Personal information
- Full name: Ali Amr Farag
- Nicknames: Mr. Fantastic, Rubber-band Man, The Raptor
- Born: 22 April 1992 (age 34) Cairo, Egypt
- Height: 1.83 m (6 ft 0 in)
- Spouse: Nour El Tayeb ​(m. 2016)​

Sport
- Country: Egypt
- Handedness: Right handed
- Turned pro: 2009
- Coached by: Basem Makram
- Retired: 2025
- Racquet used: Dunlop

Men's singles
- Highest ranking: No. 1 (June 2022)
- Current ranking: No. 2 (April 2025)
- Title: 46
- PSA Profile

Medal record
Men's squash
Representing Egypt
World Championships
| Gold medal – first place | 2019 Chicago | Singles |
| Gold medal – first place | 2021 Chicago | Singles |
| Gold medal – first place | 2022 Cairo | Singles |
| Gold medal – first place | 2023 Chicago | Singles |
| Silver medal – second place | 2025 Chicago | Singles |
| Bronze medal – third place | 2017 Manchester | Singles |
| Bronze medal – third place | 2024 Cairo | Singles |
World Team Championships
| Gold medal – first place | 2017 Marseille | Team |
| Gold medal – first place | 2019 Washington D.C. | Team |
| Gold medal – first place | 2023 Tauranga | Team |
| Gold medal – first place | 2024 Hong Kong | Team |
British Open
| Gold medal – first place | 2023 Birmingham | Singles |

= Ali Farag =

Egyptian squash player (born 1992)

Ali Amr Farag (علي عمرو فرج; born 22 April 1992) is a former Egyptian professional squash player. He is a four-time world individual champion, having won the title in 2018–19, 2020–21, 2021–22 and 2022–23 and a four-times world team champion. He has a highest career world ranking of world No. 1 by the Professional Squash Association (PSA).

== Education ==
Farag graduated from Harvard University in 2014 with a degree in Mechanical Engineering.

Farag also graduated as one of the best squash players in college history, suffering only two defeats in his three years. As a member of Harvard's Varsity Men's Squash Team, Farag won two individual national titles and helped lead Harvard to its first team title in 17 years in 2014.

◆ Tasks to perform
a - According to the Ali Farag article, what degree did Farag earn at Harvard University, and in what year?
b - Write the next part of the Ali Farag article, picking up right after its final sentence.

◆ Entries provided
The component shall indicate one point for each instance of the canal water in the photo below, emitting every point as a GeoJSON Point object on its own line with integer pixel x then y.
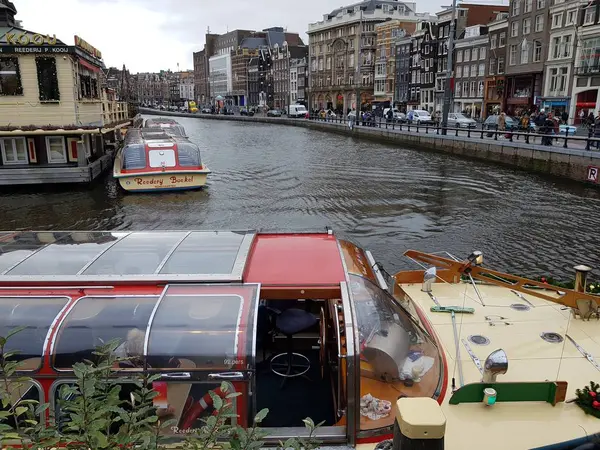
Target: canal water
{"type": "Point", "coordinates": [387, 199]}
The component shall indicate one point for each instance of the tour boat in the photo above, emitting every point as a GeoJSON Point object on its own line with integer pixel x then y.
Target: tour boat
{"type": "Point", "coordinates": [159, 159]}
{"type": "Point", "coordinates": [451, 356]}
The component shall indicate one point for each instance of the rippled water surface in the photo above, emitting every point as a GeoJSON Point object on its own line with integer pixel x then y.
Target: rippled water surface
{"type": "Point", "coordinates": [388, 199]}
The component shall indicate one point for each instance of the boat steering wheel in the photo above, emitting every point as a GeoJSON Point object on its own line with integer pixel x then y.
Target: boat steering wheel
{"type": "Point", "coordinates": [322, 342]}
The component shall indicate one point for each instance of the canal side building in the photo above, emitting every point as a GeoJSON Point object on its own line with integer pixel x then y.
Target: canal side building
{"type": "Point", "coordinates": [56, 113]}
{"type": "Point", "coordinates": [527, 49]}
{"type": "Point", "coordinates": [495, 80]}
{"type": "Point", "coordinates": [471, 61]}
{"type": "Point", "coordinates": [342, 50]}
{"type": "Point", "coordinates": [558, 73]}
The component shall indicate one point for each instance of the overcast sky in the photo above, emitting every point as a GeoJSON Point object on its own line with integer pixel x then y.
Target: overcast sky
{"type": "Point", "coordinates": [153, 35]}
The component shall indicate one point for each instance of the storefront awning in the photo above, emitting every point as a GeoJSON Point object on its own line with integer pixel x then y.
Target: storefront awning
{"type": "Point", "coordinates": [88, 66]}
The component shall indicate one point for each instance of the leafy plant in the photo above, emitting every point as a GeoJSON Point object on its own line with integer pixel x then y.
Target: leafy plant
{"type": "Point", "coordinates": [588, 399]}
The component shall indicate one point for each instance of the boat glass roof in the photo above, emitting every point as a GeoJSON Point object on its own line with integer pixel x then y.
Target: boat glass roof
{"type": "Point", "coordinates": [36, 314]}
{"type": "Point", "coordinates": [96, 320]}
{"type": "Point", "coordinates": [160, 255]}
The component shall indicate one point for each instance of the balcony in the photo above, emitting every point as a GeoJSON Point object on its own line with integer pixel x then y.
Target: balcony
{"type": "Point", "coordinates": [588, 69]}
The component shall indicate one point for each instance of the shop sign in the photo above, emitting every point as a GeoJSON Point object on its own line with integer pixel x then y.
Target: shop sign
{"type": "Point", "coordinates": [83, 45]}
{"type": "Point", "coordinates": [30, 39]}
{"type": "Point", "coordinates": [593, 174]}
{"type": "Point", "coordinates": [36, 50]}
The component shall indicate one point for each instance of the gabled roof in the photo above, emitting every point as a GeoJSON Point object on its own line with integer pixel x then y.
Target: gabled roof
{"type": "Point", "coordinates": [16, 30]}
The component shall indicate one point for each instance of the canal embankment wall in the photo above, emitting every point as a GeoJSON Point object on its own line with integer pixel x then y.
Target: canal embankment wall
{"type": "Point", "coordinates": [574, 164]}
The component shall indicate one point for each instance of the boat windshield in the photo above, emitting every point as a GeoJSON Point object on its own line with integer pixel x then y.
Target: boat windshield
{"type": "Point", "coordinates": [134, 157]}
{"type": "Point", "coordinates": [189, 154]}
{"type": "Point", "coordinates": [397, 357]}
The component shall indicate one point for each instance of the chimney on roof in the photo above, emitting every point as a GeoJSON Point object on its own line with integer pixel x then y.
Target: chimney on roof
{"type": "Point", "coordinates": [7, 14]}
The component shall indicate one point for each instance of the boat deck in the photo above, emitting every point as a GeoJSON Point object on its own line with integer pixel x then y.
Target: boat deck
{"type": "Point", "coordinates": [530, 358]}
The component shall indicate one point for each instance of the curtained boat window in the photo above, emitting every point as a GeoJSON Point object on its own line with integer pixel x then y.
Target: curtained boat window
{"type": "Point", "coordinates": [35, 314]}
{"type": "Point", "coordinates": [94, 321]}
{"type": "Point", "coordinates": [189, 154]}
{"type": "Point", "coordinates": [47, 79]}
{"type": "Point", "coordinates": [203, 327]}
{"type": "Point", "coordinates": [134, 157]}
{"type": "Point", "coordinates": [10, 76]}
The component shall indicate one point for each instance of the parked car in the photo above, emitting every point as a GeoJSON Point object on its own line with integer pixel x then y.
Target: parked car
{"type": "Point", "coordinates": [458, 120]}
{"type": "Point", "coordinates": [491, 123]}
{"type": "Point", "coordinates": [422, 117]}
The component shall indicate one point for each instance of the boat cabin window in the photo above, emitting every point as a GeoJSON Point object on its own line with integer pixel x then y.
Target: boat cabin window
{"type": "Point", "coordinates": [95, 321]}
{"type": "Point", "coordinates": [134, 156]}
{"type": "Point", "coordinates": [397, 358]}
{"type": "Point", "coordinates": [161, 157]}
{"type": "Point", "coordinates": [36, 315]}
{"type": "Point", "coordinates": [18, 392]}
{"type": "Point", "coordinates": [189, 154]}
{"type": "Point", "coordinates": [66, 256]}
{"type": "Point", "coordinates": [205, 252]}
{"type": "Point", "coordinates": [188, 403]}
{"type": "Point", "coordinates": [203, 327]}
{"type": "Point", "coordinates": [138, 253]}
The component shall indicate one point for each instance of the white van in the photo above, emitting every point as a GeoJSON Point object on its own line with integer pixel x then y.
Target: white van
{"type": "Point", "coordinates": [297, 111]}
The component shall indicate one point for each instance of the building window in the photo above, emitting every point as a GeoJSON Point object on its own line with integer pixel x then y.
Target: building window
{"type": "Point", "coordinates": [556, 20]}
{"type": "Point", "coordinates": [590, 15]}
{"type": "Point", "coordinates": [502, 41]}
{"type": "Point", "coordinates": [537, 51]}
{"type": "Point", "coordinates": [514, 29]}
{"type": "Point", "coordinates": [14, 151]}
{"type": "Point", "coordinates": [10, 77]}
{"type": "Point", "coordinates": [539, 23]}
{"type": "Point", "coordinates": [55, 147]}
{"type": "Point", "coordinates": [501, 65]}
{"type": "Point", "coordinates": [515, 8]}
{"type": "Point", "coordinates": [512, 58]}
{"type": "Point", "coordinates": [524, 54]}
{"type": "Point", "coordinates": [47, 79]}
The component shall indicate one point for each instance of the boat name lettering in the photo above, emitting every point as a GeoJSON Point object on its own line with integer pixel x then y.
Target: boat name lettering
{"type": "Point", "coordinates": [177, 430]}
{"type": "Point", "coordinates": [185, 179]}
{"type": "Point", "coordinates": [26, 39]}
{"type": "Point", "coordinates": [155, 181]}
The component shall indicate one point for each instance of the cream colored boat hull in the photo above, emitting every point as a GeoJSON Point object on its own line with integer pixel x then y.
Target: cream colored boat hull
{"type": "Point", "coordinates": [164, 182]}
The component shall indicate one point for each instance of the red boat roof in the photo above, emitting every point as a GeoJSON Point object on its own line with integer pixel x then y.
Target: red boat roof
{"type": "Point", "coordinates": [295, 260]}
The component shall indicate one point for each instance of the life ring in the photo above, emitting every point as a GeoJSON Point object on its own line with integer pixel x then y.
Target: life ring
{"type": "Point", "coordinates": [192, 413]}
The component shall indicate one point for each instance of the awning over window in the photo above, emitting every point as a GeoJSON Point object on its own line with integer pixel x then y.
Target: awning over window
{"type": "Point", "coordinates": [88, 65]}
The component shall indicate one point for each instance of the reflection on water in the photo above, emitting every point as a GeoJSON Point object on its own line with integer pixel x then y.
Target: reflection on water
{"type": "Point", "coordinates": [388, 199]}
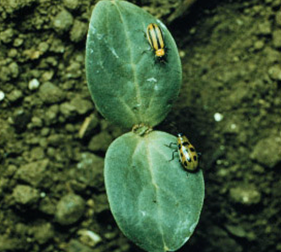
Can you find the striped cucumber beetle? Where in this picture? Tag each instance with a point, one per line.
(155, 38)
(188, 156)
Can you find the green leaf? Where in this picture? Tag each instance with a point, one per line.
(128, 85)
(156, 203)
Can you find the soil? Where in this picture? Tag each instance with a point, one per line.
(51, 136)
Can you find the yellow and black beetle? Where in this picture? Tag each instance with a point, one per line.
(155, 38)
(188, 156)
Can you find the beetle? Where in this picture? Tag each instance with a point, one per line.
(188, 156)
(155, 38)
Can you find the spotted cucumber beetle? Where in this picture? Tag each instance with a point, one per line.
(155, 38)
(188, 156)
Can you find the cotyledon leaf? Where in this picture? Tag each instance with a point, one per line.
(127, 83)
(155, 202)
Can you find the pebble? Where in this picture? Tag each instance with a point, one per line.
(82, 106)
(20, 119)
(7, 36)
(33, 84)
(264, 28)
(67, 110)
(50, 93)
(100, 142)
(267, 151)
(258, 45)
(14, 70)
(51, 115)
(218, 117)
(2, 95)
(76, 246)
(70, 209)
(71, 4)
(236, 231)
(25, 195)
(62, 21)
(221, 239)
(47, 206)
(32, 173)
(275, 72)
(89, 170)
(15, 95)
(55, 139)
(246, 195)
(89, 237)
(278, 18)
(78, 31)
(276, 38)
(43, 232)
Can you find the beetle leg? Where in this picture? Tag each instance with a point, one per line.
(173, 155)
(170, 145)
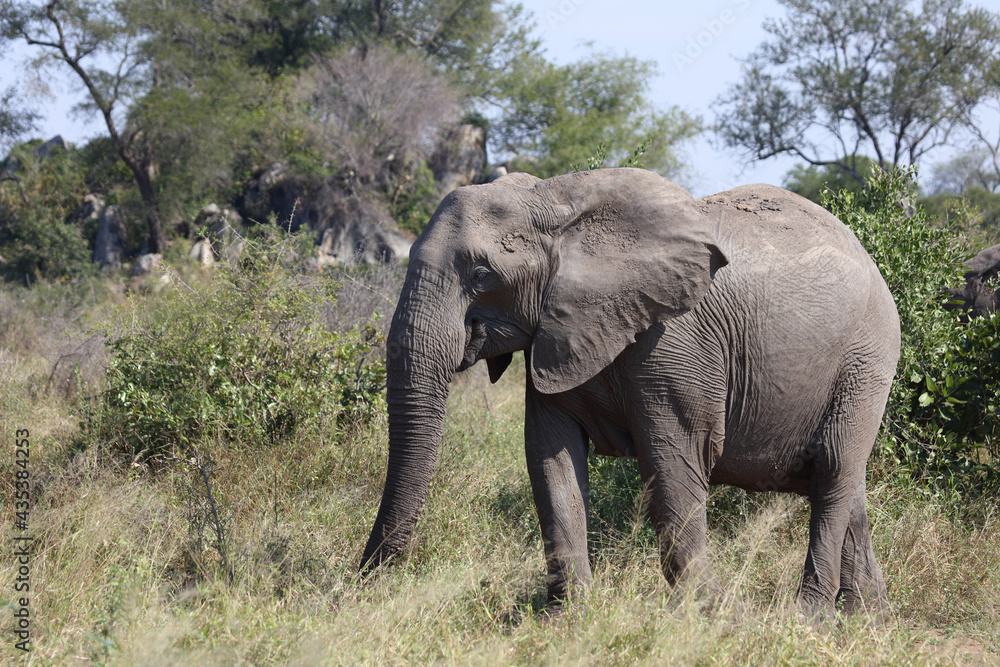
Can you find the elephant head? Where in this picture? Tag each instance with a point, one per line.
(572, 268)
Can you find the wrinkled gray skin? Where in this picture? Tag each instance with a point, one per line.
(978, 298)
(745, 338)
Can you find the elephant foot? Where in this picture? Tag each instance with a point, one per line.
(875, 606)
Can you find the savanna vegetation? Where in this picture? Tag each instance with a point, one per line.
(208, 445)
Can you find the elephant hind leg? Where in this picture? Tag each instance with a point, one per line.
(861, 584)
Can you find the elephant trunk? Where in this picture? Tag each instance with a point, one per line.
(421, 359)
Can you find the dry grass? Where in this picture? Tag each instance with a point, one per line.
(125, 572)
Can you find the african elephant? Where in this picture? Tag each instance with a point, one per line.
(745, 338)
(978, 298)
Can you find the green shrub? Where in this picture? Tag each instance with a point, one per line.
(413, 197)
(35, 240)
(244, 360)
(942, 412)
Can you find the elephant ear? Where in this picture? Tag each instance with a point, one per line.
(632, 249)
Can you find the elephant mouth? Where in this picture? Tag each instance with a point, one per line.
(476, 337)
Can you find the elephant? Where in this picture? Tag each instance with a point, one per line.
(977, 298)
(745, 338)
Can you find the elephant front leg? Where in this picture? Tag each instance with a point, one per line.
(556, 452)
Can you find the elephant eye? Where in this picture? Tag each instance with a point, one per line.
(480, 275)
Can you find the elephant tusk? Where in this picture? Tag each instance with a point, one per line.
(477, 339)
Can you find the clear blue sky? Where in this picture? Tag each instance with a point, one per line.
(696, 46)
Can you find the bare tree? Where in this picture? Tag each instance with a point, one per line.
(378, 110)
(842, 78)
(76, 34)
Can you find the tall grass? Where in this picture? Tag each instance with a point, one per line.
(126, 571)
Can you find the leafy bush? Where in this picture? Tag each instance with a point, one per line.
(244, 360)
(35, 239)
(942, 412)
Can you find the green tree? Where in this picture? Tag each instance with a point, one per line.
(36, 239)
(83, 36)
(843, 77)
(15, 119)
(812, 182)
(556, 115)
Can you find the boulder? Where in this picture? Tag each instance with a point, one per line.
(201, 252)
(146, 264)
(224, 230)
(39, 152)
(111, 238)
(88, 211)
(348, 228)
(460, 158)
(360, 233)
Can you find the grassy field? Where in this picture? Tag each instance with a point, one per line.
(128, 569)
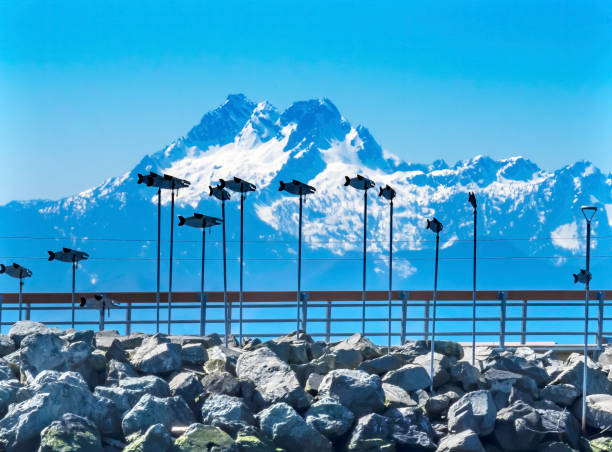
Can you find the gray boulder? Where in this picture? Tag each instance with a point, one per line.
(396, 397)
(465, 441)
(382, 364)
(47, 351)
(6, 345)
(465, 374)
(157, 355)
(71, 433)
(360, 343)
(228, 413)
(442, 364)
(409, 377)
(221, 383)
(518, 428)
(371, 433)
(157, 438)
(149, 384)
(411, 429)
(54, 395)
(360, 392)
(288, 430)
(561, 394)
(199, 437)
(194, 354)
(597, 380)
(330, 418)
(186, 385)
(560, 426)
(6, 372)
(151, 410)
(117, 370)
(273, 378)
(474, 411)
(599, 410)
(23, 328)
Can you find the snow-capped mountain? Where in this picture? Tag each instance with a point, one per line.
(526, 214)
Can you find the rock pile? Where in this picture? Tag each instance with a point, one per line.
(85, 391)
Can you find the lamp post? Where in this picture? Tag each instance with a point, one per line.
(243, 187)
(472, 201)
(222, 195)
(165, 182)
(584, 277)
(388, 193)
(17, 271)
(298, 188)
(203, 222)
(74, 257)
(362, 183)
(435, 227)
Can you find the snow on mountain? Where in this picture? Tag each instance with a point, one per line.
(311, 141)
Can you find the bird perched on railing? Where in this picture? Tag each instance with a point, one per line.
(99, 302)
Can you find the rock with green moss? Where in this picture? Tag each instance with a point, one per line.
(71, 433)
(200, 437)
(156, 439)
(603, 444)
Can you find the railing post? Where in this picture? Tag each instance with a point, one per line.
(524, 323)
(203, 300)
(404, 297)
(304, 298)
(601, 296)
(128, 319)
(502, 295)
(328, 322)
(426, 321)
(101, 319)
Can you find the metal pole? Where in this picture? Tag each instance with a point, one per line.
(242, 196)
(20, 295)
(227, 309)
(158, 257)
(171, 251)
(297, 334)
(363, 294)
(435, 300)
(73, 284)
(390, 273)
(474, 298)
(202, 296)
(586, 327)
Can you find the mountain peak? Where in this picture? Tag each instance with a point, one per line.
(222, 124)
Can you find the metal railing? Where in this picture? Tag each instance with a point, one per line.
(496, 312)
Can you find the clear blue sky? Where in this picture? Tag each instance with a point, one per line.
(87, 88)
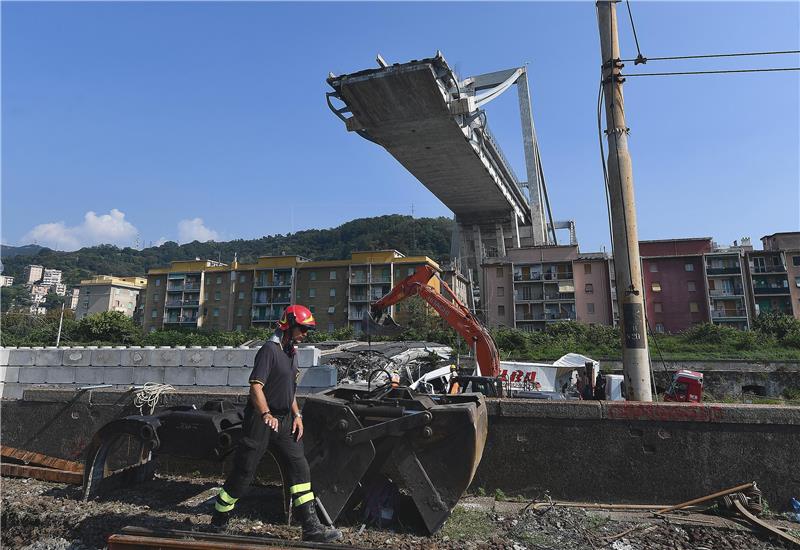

◆ Task responses
a - A degree in Mechanical Engineering, in 2014.

b -
== Professional career ==
After graduating, Farag returned to the pro circuit, and began a rapid climb up the world rankings. He was named the PSA Player of the Month in April 2015 for reaching the main draw of the El Gouna Invitational as a qualifier and for winning back-to-back titles in Ireland.

Farag was part of the Egyptian team that won the 2017 Men's World Team Squash Championships in France. Farag won his first individual world title at the 2018–19 PSA Men's World Squash Championship, beating Tarek Momen in the final and continuing the recent Egyptian domination of the sport. Shortly after securing the world title he reached the final of the 2019 British Open championship, but was defeated by his fellow Egyptian Mohamed El Shorbagy.

Farag won a second World Squash Team Championships when Egypt retained their title at the 2019 Men's World Team Squash Championships in the United States.

In July 2021, he again reached the final of the British Open championship, but this time he was defeated by New Zealand's Paul Coll. However, just one month later, in August 2021, he claimed his second individual World title at the 2020–21 PSA Men's World Squash Championship.

Farag won his third individual World title at the 2022 PSA Men's World Squash Championship.

In 2023, Farag finally won his first British Open, defeating Peruvian Diego Elías in the 2023 Men's British Open Squash Championship. It was a tough and close match, with both players tiring towards the end of the third game, which Farag won. In the fourth game, Farag managed to reduce a small deficit with well-timed attacking drop shots and mixing up his attack. Farag clinched the title on the first match ball.

Farag's form continued as he reached his fourth world championship final. During the 2023 PSA Men's World Squash Championship, he defeated top seed Mostafa Asal in the semi final and then won a fourth World crown against Karim Abdel Gawad in the final. With that victory Farag joined Amr Shabana and Geoff Hunt in the all-time list with four world title wins.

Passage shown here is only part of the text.